## WORK INSTRUCTIONS
Please tally the lines below that contain the string "green", matching case exactly, and give only that number.

## DATASET ROWS
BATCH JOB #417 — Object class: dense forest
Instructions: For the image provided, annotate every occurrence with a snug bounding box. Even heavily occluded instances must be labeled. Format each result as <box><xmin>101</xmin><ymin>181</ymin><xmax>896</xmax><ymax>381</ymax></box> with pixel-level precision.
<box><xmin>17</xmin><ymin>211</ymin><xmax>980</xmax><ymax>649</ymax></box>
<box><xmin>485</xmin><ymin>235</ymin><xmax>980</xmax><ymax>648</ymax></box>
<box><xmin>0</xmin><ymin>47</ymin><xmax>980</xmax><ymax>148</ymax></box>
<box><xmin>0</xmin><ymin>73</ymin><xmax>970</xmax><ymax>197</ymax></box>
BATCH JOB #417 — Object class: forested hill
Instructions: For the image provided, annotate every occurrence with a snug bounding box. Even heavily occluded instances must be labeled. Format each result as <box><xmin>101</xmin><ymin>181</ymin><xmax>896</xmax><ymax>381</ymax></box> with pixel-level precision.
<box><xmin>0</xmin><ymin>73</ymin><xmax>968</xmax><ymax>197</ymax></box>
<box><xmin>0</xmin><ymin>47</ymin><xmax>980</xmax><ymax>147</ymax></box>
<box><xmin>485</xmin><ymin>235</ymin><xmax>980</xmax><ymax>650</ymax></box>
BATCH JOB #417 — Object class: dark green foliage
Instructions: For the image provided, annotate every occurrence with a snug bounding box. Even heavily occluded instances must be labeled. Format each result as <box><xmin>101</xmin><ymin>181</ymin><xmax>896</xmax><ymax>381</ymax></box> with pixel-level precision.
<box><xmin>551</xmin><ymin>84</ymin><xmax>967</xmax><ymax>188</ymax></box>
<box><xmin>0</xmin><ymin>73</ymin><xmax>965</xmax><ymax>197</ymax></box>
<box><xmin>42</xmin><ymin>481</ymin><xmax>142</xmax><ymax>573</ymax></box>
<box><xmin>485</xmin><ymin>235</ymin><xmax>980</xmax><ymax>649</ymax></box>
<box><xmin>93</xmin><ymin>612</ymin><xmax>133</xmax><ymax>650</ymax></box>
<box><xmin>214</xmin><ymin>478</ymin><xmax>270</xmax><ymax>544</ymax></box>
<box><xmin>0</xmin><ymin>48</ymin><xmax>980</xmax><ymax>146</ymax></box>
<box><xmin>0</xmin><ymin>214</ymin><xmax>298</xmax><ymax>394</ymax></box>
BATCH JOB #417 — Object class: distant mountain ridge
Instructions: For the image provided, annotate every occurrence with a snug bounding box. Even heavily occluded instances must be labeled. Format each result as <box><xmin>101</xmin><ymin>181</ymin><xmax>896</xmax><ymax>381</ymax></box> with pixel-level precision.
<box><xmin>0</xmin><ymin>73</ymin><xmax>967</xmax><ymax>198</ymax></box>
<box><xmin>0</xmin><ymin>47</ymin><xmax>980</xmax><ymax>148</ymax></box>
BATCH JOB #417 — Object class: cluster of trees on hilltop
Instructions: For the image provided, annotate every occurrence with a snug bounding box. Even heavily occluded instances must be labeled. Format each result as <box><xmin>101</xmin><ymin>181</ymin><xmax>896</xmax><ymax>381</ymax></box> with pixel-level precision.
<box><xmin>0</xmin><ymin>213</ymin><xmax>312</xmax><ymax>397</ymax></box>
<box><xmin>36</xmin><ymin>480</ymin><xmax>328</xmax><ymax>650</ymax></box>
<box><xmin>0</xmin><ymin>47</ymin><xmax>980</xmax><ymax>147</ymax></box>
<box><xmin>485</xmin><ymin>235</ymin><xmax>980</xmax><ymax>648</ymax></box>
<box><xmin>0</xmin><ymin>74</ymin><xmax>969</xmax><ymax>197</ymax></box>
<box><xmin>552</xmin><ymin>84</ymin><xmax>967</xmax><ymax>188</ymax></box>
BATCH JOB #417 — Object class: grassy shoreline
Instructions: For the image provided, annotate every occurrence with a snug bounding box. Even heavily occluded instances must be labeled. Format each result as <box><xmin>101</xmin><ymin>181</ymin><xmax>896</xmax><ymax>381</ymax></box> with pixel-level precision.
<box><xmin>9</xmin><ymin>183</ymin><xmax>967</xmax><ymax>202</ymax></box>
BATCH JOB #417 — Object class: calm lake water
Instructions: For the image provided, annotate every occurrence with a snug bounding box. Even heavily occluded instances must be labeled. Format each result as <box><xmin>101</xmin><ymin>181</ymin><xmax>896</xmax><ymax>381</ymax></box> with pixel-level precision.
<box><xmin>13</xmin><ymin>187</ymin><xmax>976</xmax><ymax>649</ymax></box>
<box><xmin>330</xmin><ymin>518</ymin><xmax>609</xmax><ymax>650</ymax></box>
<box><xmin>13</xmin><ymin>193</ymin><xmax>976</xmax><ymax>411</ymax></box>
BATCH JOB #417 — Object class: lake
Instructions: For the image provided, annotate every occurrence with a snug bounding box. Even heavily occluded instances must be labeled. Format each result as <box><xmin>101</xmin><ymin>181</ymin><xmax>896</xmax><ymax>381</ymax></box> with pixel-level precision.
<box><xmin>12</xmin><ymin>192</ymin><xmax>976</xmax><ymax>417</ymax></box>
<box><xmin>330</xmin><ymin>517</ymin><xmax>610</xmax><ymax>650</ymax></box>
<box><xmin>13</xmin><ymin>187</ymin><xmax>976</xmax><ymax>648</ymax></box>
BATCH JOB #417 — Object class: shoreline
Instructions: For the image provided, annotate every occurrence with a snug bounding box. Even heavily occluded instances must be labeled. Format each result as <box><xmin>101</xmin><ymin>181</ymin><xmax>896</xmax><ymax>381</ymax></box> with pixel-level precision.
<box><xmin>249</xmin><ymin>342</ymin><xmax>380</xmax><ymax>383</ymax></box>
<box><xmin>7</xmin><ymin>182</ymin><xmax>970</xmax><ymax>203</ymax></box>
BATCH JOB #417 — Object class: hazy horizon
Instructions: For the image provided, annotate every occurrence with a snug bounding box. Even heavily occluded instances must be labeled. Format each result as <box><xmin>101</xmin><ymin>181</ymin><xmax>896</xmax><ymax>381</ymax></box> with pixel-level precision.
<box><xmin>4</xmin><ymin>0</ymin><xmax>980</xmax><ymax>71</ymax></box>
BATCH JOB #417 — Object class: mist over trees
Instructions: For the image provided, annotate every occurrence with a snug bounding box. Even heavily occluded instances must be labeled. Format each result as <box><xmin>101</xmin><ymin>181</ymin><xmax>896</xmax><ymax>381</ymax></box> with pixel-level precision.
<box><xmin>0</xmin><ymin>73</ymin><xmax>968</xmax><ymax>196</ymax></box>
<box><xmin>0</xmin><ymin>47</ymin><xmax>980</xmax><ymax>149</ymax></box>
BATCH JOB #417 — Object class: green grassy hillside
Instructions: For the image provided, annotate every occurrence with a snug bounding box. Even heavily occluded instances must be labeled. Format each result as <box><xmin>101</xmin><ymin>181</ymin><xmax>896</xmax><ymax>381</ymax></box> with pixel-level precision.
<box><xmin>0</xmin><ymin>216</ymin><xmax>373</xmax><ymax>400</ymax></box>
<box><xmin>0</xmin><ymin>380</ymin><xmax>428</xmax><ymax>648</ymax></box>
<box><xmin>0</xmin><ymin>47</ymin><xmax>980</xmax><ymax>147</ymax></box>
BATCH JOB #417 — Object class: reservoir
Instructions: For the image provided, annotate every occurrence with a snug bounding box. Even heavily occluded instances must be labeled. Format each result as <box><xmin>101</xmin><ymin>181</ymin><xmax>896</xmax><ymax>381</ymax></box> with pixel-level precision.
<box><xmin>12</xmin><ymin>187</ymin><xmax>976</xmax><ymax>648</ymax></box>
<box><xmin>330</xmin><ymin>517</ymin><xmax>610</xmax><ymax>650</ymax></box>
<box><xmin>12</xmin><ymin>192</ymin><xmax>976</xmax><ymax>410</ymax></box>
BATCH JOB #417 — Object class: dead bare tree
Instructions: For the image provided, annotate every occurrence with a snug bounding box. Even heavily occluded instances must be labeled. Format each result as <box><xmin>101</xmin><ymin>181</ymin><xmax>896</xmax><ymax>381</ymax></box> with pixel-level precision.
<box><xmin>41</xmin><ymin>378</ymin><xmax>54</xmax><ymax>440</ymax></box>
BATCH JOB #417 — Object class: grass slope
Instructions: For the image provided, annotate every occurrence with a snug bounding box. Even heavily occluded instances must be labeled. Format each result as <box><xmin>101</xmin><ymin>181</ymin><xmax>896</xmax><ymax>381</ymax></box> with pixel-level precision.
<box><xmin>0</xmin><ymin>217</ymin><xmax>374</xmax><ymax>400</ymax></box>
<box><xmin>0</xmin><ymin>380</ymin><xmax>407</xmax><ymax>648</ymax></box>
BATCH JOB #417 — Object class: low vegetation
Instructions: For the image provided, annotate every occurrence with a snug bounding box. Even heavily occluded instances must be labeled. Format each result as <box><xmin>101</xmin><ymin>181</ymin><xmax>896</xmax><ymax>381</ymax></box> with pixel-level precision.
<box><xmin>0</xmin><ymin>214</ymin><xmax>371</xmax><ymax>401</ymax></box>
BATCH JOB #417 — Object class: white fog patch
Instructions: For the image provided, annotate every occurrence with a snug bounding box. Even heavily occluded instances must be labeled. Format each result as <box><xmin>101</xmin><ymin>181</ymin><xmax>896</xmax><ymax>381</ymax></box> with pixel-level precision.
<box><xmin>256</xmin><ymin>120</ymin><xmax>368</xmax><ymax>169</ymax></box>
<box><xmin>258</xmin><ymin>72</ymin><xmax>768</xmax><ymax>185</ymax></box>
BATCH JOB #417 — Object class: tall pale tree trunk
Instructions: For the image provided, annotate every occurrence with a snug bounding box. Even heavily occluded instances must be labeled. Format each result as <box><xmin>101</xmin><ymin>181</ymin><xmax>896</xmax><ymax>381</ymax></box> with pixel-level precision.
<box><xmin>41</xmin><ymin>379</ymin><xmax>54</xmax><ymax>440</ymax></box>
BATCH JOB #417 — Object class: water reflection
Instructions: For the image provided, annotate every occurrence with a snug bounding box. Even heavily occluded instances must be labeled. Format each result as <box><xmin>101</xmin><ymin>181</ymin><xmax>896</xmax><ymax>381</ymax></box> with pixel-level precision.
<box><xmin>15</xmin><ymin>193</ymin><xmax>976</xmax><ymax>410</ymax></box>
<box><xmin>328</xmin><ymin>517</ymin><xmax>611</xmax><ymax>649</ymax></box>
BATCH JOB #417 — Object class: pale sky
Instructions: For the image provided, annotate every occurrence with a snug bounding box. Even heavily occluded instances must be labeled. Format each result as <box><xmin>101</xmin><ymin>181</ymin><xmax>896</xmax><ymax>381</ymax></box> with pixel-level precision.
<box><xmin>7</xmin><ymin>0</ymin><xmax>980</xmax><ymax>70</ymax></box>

## TASK OUTPUT
2